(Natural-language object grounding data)
○ ○ ○ ○ ○ ○ ○

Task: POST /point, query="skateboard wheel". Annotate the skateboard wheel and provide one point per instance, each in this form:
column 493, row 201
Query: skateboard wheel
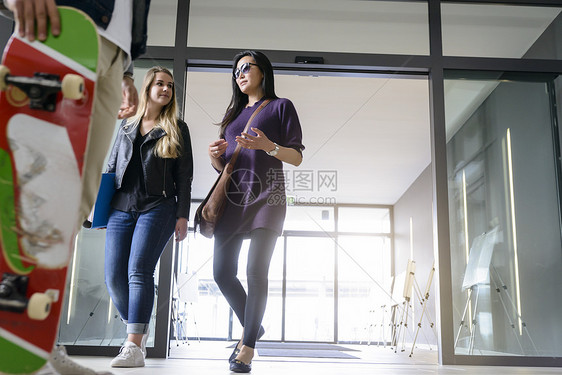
column 4, row 71
column 39, row 306
column 73, row 86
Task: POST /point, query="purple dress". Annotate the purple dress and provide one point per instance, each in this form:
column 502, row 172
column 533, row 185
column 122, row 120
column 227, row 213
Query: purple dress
column 256, row 196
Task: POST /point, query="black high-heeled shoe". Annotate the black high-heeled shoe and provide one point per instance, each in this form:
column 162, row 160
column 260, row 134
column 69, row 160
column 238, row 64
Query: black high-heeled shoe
column 236, row 350
column 239, row 366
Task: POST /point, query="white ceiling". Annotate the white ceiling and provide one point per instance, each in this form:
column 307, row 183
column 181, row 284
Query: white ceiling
column 373, row 131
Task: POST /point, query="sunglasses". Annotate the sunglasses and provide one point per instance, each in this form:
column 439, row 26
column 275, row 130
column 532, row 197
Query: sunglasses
column 244, row 68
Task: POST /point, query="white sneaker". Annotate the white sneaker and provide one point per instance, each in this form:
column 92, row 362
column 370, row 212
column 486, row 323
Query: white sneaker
column 130, row 355
column 60, row 362
column 47, row 370
column 143, row 342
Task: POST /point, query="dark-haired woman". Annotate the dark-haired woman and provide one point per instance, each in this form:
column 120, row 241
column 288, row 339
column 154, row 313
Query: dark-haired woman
column 256, row 199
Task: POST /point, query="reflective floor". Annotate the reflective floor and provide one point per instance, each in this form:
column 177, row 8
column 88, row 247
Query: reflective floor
column 208, row 357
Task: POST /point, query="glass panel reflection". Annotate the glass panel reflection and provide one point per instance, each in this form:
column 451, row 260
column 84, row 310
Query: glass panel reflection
column 490, row 30
column 504, row 209
column 310, row 218
column 364, row 289
column 310, row 289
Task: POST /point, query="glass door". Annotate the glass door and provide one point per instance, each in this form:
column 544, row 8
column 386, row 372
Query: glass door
column 309, row 306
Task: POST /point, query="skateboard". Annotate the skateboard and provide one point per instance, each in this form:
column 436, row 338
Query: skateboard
column 46, row 98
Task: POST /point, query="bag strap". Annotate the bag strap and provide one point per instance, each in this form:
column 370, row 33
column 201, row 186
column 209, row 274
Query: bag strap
column 232, row 161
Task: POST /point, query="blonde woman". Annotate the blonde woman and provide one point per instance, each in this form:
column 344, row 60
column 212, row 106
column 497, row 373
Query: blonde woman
column 153, row 166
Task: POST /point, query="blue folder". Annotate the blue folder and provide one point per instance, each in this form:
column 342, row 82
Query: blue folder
column 103, row 201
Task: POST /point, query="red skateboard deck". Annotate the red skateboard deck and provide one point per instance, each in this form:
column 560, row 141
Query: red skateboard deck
column 46, row 98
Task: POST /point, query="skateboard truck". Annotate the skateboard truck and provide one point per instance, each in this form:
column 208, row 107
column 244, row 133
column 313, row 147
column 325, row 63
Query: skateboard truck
column 12, row 297
column 12, row 292
column 42, row 88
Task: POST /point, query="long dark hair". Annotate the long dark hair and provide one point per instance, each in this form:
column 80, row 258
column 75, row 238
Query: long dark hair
column 239, row 99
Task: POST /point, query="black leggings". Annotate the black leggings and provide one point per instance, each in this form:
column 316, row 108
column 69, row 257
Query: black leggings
column 249, row 309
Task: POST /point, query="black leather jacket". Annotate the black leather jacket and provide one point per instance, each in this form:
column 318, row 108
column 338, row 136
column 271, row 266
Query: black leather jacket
column 166, row 177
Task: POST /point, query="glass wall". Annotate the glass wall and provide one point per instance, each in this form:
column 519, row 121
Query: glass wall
column 303, row 304
column 499, row 30
column 504, row 214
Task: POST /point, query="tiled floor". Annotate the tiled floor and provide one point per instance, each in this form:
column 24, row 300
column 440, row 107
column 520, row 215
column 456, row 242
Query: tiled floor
column 209, row 358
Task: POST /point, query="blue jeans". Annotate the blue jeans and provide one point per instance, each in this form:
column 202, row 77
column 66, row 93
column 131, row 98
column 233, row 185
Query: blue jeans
column 134, row 242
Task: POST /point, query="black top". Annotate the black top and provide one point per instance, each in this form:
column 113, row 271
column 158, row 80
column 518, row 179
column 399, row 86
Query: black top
column 132, row 195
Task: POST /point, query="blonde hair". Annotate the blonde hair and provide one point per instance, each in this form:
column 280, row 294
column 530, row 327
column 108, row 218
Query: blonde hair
column 169, row 146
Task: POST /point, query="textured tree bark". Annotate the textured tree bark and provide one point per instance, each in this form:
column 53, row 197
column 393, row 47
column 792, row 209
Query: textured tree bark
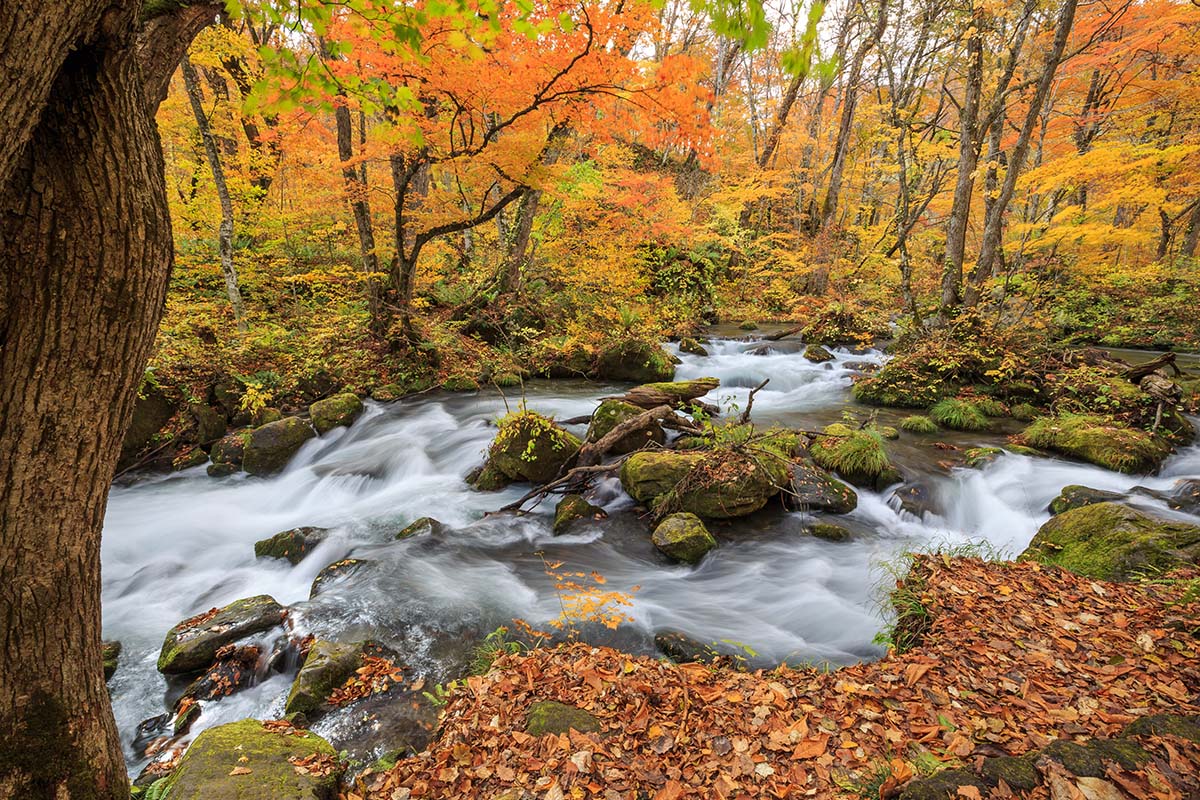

○ ○ ○ ○ ○ ○ ○

* [Problem details]:
Write out every line in the data that holds the string "bark".

* [Problem solution]:
Task: POST /point, query="textured tree bark". Annotate the textured tree bark and provide one point per instance, each in this form:
Query: textured tree bark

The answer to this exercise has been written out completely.